From the items below, pull out every line that contains the word "paper" and copy each one. The match is case-sensitive.

- **Material provided**:
━━━
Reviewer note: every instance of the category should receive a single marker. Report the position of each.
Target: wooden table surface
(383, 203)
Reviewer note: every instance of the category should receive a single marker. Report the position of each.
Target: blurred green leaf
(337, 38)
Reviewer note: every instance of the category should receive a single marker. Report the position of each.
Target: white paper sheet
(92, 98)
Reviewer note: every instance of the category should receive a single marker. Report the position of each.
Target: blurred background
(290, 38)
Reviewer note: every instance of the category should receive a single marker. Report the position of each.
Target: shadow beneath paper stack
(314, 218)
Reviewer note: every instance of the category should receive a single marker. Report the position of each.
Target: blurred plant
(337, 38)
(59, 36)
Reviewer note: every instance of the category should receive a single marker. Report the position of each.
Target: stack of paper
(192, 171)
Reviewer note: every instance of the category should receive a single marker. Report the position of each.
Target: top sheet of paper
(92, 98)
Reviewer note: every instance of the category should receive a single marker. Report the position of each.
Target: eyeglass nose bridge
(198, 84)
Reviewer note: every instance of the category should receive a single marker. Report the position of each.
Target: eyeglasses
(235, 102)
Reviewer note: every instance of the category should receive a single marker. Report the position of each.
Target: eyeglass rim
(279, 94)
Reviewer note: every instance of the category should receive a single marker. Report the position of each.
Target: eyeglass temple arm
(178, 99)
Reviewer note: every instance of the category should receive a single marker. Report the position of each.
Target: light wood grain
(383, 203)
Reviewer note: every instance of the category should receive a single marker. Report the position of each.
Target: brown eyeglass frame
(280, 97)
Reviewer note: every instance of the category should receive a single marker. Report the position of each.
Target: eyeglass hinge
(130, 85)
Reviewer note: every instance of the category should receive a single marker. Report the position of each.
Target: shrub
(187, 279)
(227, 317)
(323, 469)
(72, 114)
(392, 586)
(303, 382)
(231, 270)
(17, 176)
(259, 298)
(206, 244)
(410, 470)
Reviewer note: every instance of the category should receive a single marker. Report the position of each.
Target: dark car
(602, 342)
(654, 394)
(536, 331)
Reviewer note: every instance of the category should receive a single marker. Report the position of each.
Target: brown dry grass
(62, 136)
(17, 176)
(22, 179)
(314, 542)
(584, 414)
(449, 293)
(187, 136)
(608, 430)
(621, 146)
━━━
- **Result for this exercise**:
Target: white paper sheet
Target: shadow beneath paper stack
Target: stack of paper
Target: top sheet of paper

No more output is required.